Document section:
>>>

A 'social distancing' badge has been created to help identify and protect vulnerable people who have been shielding for months from coronavirus.
The simple pin badge, featuring a shield in a white circle, is intended as a "polite prompt" to others to maintain a respectful distance, as lockdown restrictions continue to ease.
The shielding group, thought to be around 130,000 people in Wales, are those at higher risk from the effects of coronavirus because they have a specific health condition.
They have now been advised that they can stop shielding from 16 August as long as the virus remains under control - but while many have welcomed the news, others remain concerned about their safety.
Medic Helen Iliff, who herself has been shielding at home since March, came up with the concept of a visual symbol to help those emerging from shielding.
The anaesthetics trainee, who works at Prince Charles Hospital in Merthyr Tydfil, floated the idea online and the response was "overwhelmingly positive."

<<<

Your assignment:
Please carry the news article above about the social distancing badge for shielding people further, picking up right after its last sentence.

Data for analysis:
>>>

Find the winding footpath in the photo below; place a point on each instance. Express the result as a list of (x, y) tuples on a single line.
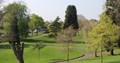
[(87, 55)]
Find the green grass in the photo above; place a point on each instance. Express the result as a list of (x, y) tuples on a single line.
[(50, 53), (106, 59)]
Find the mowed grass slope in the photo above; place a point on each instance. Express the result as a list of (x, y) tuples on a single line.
[(106, 58), (50, 53)]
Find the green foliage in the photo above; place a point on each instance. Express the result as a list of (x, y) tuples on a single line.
[(55, 27), (71, 17), (104, 32), (112, 10), (36, 22), (20, 11)]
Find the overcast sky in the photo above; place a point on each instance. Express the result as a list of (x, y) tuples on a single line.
[(50, 9)]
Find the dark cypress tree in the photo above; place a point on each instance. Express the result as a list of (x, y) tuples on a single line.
[(113, 11), (71, 17), (14, 39)]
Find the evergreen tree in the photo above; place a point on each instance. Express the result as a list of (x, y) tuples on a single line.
[(14, 39), (71, 17), (113, 11)]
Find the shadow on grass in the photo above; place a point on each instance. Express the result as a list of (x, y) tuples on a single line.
[(114, 62), (36, 41), (7, 46)]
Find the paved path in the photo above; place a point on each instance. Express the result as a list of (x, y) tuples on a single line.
[(82, 57)]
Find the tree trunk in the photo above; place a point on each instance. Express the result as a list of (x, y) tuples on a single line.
[(18, 51), (95, 53), (68, 52), (37, 31), (112, 52), (101, 55)]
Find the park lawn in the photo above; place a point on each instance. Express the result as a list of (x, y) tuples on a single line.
[(50, 53), (106, 59)]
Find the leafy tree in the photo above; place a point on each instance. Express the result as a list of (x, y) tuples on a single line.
[(71, 17), (103, 33), (66, 38), (21, 14), (36, 22), (55, 27), (39, 46)]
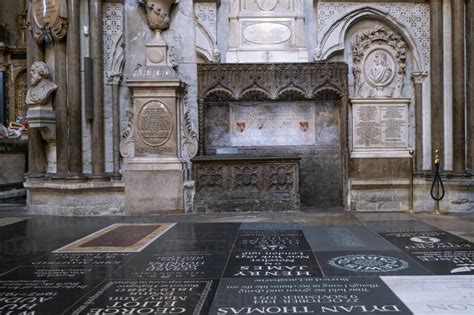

<<<

Answer section:
Helen's design includes a shield to signify protection, while blue chevrons around the edge symbolise the NHS and the continued need to be alert.
The shield is available in a range of other colours to ensure maximum inclusivity and the symbol can be used on lanyards, stickers and other items.
Helen said: “Those who responded had very clear ideas, including having no text - as people would have to get too close to read it - and using bold colours.
“It needed to be visual and also a polite prompt, not a protest or demand.
"One of the really big positives was the willingness to engage from non-shielding groups, especially in hospitals and workplaces that may struggle to maintain social distancing."
Helen has been working from home since lockdown and says we all have a personal responsibility to help keep ourselves and others safe as the virus continues to circulate.
"It’s not that people aren’t willing to engage with social distancing, but we are tiring after so long in lockdown and people forget," she added.
Helen teamed up with life peer Baroness Ilora Finlay, who helped Helen take her idea from the kitchen table and become a national campaign.
Baroness Finlay said: "As people are encouraged to emerge from shielding, it is essential that there is a clear, instantly recognisable symbol to signal that social distance must be respected.
"There are children and young people at risk. There are people across all groups in society, many of whom Wales depends on for economic recovery, who look fit and well, but if they got Covid they could die.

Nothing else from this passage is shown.